::: Source text :::

From: 陈智昌 <willchan@chromium.org>
Date: Fri, 2 May 2014 12:59:37 -0700
Message-ID: <CAA4WUYgQi+KcD6Dq4Cxxy6ddV2ndTcmxB==28MO06528f89BCg@mail.gmail.com>
To: Martin Thomson <martin.thomson@gmail.com>
Cc: Erik Nygren <erik@nygren.org>, HTTP Working Group <ietf-http-wg@w3.org>
On Fri, May 2, 2014 at 12:50 PM, Martin Thomson <martin.thomson@gmail.com>wrote:

> On 2 May 2014 12:34, William Chan (陈智昌) <willchan@chromium.org> wrote:
> > "4) allow it to report load properly associated with
> > us-east-1.example.com, especially if other DNS names could have been
> used
> > to reach it."
> >
> > I am not sure how to do this load attribution correctly if
> > us-east-2.example.com might also be pointing to it, as pointed out as a
> > possibility in Erik's email.
>
> I'll confess that I didn't find that one especially compelling.  It's
> nice to have, but I imagine that many of these cases are adequately
> addressed by examining Host header fields.
>

That's fine then. Just wanted to point it out that I think there's
information loss in the proposed approach here, but if it's a minor use
case and the information is sufficient, then great.

::: Data extract :::

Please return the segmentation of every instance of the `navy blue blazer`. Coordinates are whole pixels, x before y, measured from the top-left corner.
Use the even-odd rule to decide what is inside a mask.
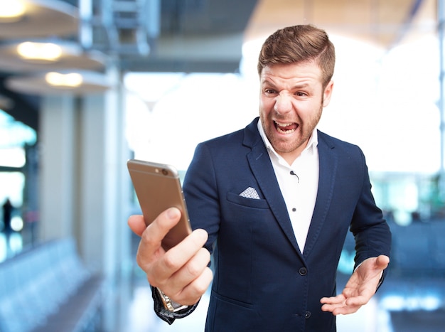
[[[320,299],[336,295],[348,229],[355,263],[390,255],[391,235],[361,150],[318,132],[318,194],[303,254],[256,118],[200,144],[184,181],[193,229],[209,233],[215,276],[207,331],[333,331]],[[260,199],[242,197],[248,187]]]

:::

Given request> Please repeat the email's passage starting at "That's fine then." and ending at "sufficient, then great.", changing "proposed approach" to "suggested design".

Correct result>
That's fine then. Just wanted to point it out that I think there's
information loss in the suggested design here, but if it's a minor use
case and the information is sufficient, then great.